_Given exercise_
Could you convert every line of all the entries below into a Markdown table with two columns, Row for the row number and Line for the line itself, leaving out any blank lines?

_Task input_
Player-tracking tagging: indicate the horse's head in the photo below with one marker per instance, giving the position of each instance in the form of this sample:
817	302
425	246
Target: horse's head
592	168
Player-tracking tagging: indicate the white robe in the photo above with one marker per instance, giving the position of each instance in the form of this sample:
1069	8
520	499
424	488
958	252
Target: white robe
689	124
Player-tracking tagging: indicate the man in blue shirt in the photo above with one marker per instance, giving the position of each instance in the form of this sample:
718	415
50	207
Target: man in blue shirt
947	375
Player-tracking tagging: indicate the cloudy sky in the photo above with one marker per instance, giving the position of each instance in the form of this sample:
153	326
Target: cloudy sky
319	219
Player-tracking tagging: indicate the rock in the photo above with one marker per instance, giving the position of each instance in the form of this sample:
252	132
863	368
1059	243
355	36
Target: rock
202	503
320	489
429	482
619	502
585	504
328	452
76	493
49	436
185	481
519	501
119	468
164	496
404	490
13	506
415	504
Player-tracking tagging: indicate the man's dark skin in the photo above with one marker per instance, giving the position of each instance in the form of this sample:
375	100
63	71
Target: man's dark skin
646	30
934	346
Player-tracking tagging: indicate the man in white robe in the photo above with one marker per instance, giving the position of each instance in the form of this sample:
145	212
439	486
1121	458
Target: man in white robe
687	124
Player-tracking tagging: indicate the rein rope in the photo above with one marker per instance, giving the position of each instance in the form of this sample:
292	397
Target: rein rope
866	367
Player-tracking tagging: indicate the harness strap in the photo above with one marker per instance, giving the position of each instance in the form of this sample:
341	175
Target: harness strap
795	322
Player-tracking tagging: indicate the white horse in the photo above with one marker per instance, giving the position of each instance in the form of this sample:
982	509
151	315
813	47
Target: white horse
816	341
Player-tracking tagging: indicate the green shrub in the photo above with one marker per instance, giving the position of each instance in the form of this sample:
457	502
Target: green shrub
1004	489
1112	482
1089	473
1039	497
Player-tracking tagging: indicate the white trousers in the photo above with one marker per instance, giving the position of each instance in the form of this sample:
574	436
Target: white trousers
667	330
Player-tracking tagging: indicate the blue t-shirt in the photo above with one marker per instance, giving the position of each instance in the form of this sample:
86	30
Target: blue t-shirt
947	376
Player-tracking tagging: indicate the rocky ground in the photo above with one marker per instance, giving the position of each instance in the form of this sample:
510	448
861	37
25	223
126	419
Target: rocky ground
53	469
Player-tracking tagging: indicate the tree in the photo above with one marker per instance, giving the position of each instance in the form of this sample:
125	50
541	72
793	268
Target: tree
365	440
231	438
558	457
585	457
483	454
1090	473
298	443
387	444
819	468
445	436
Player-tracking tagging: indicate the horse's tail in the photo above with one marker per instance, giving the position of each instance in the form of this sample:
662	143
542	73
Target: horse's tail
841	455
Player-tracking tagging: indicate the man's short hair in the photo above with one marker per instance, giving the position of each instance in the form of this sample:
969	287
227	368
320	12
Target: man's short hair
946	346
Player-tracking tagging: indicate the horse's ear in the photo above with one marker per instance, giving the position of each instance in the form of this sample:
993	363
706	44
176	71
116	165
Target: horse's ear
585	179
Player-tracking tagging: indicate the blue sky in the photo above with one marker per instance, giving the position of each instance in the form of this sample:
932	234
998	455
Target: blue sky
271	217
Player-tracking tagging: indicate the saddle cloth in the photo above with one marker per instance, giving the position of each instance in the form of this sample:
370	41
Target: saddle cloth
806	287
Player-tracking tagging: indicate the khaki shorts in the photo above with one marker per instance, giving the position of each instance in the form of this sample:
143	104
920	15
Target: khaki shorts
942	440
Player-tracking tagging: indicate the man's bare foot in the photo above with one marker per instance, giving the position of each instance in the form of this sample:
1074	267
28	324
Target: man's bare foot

_Exercise response_
| Row | Line |
|---|---|
| 1 | Player-tracking tagging: indicate the horse's head in the photo below with one marker per instance, giving the position of each instance in the form of this sample: |
| 2 | 817	302 |
| 3 | 425	246 |
| 4 | Target: horse's head |
| 5 | 592	168 |
| 6 | Player-tracking tagging: indicate the white robe in the photo above with one marker per instance, giving the position of each instance in the form of this sample: |
| 7 | 1069	8 |
| 8 | 520	499 |
| 9 | 424	488 |
| 10 | 958	252 |
| 11 | Target: white robe |
| 12 | 689	124 |
| 13 | Player-tracking tagging: indicate the man in blue shirt in the photo above with one marker per instance, giving the position of each instance in the form of this sample: |
| 14 | 718	415 |
| 15 | 50	207 |
| 16 | Target: man in blue shirt |
| 17 | 947	375 |
| 18 | Player-tracking tagging: indicate the cloudy sky in the photo above with one marker per instance, giving the position of each instance in the form of this sample: |
| 19 | 153	326 |
| 20 | Target: cloudy sky |
| 21 | 319	219 |
| 22 | Player-tracking tagging: indicate the rock in the photo above with one marker per instance, giving the position of each instance in the form of this sample: |
| 23 | 252	132 |
| 24 | 863	368 |
| 25 | 1059	243 |
| 26 | 355	36 |
| 27 | Target: rock |
| 28 | 202	503 |
| 29 | 320	489 |
| 30 | 429	482 |
| 31 | 619	502 |
| 32 | 585	504 |
| 33 | 328	452 |
| 34 | 76	493 |
| 35 | 49	436 |
| 36 | 185	481 |
| 37 | 519	501 |
| 38 | 119	468 |
| 39 | 164	496 |
| 40 | 404	490 |
| 41 | 13	506 |
| 42 | 415	504 |
| 43 | Player-tracking tagging: indicate the man's dark skin in the photo above with one marker per instance, giving the position of each instance in the form of this sample: |
| 44 | 375	100 |
| 45 | 63	71 |
| 46 | Target: man's dark skin |
| 47 | 646	30 |
| 48 | 934	346 |
| 49 | Player-tracking tagging: indicate the man in white robe in the photo above with one marker per instance, giving the position of each instance in the form of this sample: |
| 50 | 145	212 |
| 51 | 439	486 |
| 52 | 1121	458 |
| 53 | Target: man in white robe |
| 54 | 687	124 |
| 55 | Player-tracking tagging: indicate the rein rope in the photo above with one marker per instance, giving the position of each instance in the form of this sample: |
| 56 | 292	397 |
| 57 | Target: rein rope |
| 58 | 866	367 |
| 59 | Player-tracking tagging: indicate the harness strap in the photo above with one marker per instance, giving the position of each instance in the form of this sample: |
| 60 | 341	175 |
| 61 | Target: harness strap |
| 62 | 795	322 |
| 63 | Player-tracking tagging: indicate the white horse in the photo above with one marker per instance, giving the position of each instance in the form of this sample: |
| 64 | 982	509 |
| 65 | 151	315 |
| 66 | 813	47 |
| 67 | Target: white horse |
| 68 | 816	341 |
| 69 | Player-tracking tagging: indicate the green shrub in the photo above with one marker per instance, giving the position of each instance in the form of this sample: |
| 70 | 457	502 |
| 71 | Target: green shrub |
| 72 | 1004	489 |
| 73 | 1112	482 |
| 74 | 1089	473 |
| 75 | 1039	497 |
| 76 | Player-tracking tagging: indicate the white trousers in the photo above with one marker per instance, giving the position of each instance in the form of this sample: |
| 77 | 574	436 |
| 78 | Target: white trousers |
| 79 | 667	330 |
| 80 | Player-tracking tagging: indicate the blue t-shirt in the photo above with one marker per instance, giving the position of each instance in the form of this sample: |
| 81 | 86	30 |
| 82 | Target: blue t-shirt |
| 83 | 947	376 |
| 84 | Player-tracking tagging: indicate the rocky ground in the photo above with one marker per instance, giving the position of each instance in the form of this sample: |
| 85 | 510	448 |
| 86 | 861	37 |
| 87 | 25	223 |
| 88 | 126	419 |
| 89 | Target: rocky ground |
| 90 | 53	469 |
| 91 | Player-tracking tagging: indicate the tree in the photo above with one marker per instance, giving the position of each instance in the form of this sample: |
| 92 | 125	50 |
| 93 | 541	72 |
| 94 | 793	268 |
| 95 | Target: tree |
| 96 | 365	440 |
| 97 | 231	438 |
| 98 | 558	457 |
| 99 | 585	457 |
| 100 | 483	454 |
| 101 | 1090	473 |
| 102 | 298	443 |
| 103 | 387	444 |
| 104 | 819	468 |
| 105 | 445	436 |
| 106 | Player-tracking tagging: indicate the horse's tail in the photo above with one marker per instance, giving the position of each instance in the form of this sample: |
| 107 | 662	143 |
| 108 | 542	73 |
| 109 | Target: horse's tail |
| 110 | 841	455 |
| 111 | Player-tracking tagging: indicate the man's short hair in the photo above with one marker per instance, giving the position of each instance in the form of this sample: |
| 112 | 969	287 |
| 113 | 227	368 |
| 114 | 320	12 |
| 115 | Target: man's short hair |
| 116 | 946	346 |
| 117 | Player-tracking tagging: indicate the horse's ear in the photo above with one marker per instance, giving the position of each instance in the form of this sample: |
| 118 | 993	363 |
| 119 | 706	44 |
| 120 | 176	71 |
| 121 | 116	165 |
| 122 | Target: horse's ear |
| 123 | 585	179 |
| 124 | Player-tracking tagging: indicate the blue sky in the photo above with one marker per instance, giving the position of each instance in the form of this sample: |
| 125 | 932	234 |
| 126 | 998	455 |
| 127 | Target: blue sky |
| 128 | 271	217 |
| 129 | Player-tracking tagging: indicate the saddle cloth in the photo above with one marker per instance, giving the position of each instance in the form of this sample: |
| 130 | 370	41 |
| 131 | Target: saddle cloth |
| 132 | 806	287 |
| 133 | Player-tracking tagging: indicate the khaki shorts in the photo above with one marker per instance, giving the position of each instance in the form of this sample: |
| 134 | 143	104 |
| 135 | 920	15 |
| 136 | Target: khaki shorts |
| 137 | 942	440 |
| 138 | Player-tracking tagging: indicate the man's bare foot in the photo above with one marker per instance, giving the position of each instance in the form of this sample: |
| 139 | 1074	267 |
| 140 | 28	324 |
| 141 | Target: man's bare foot |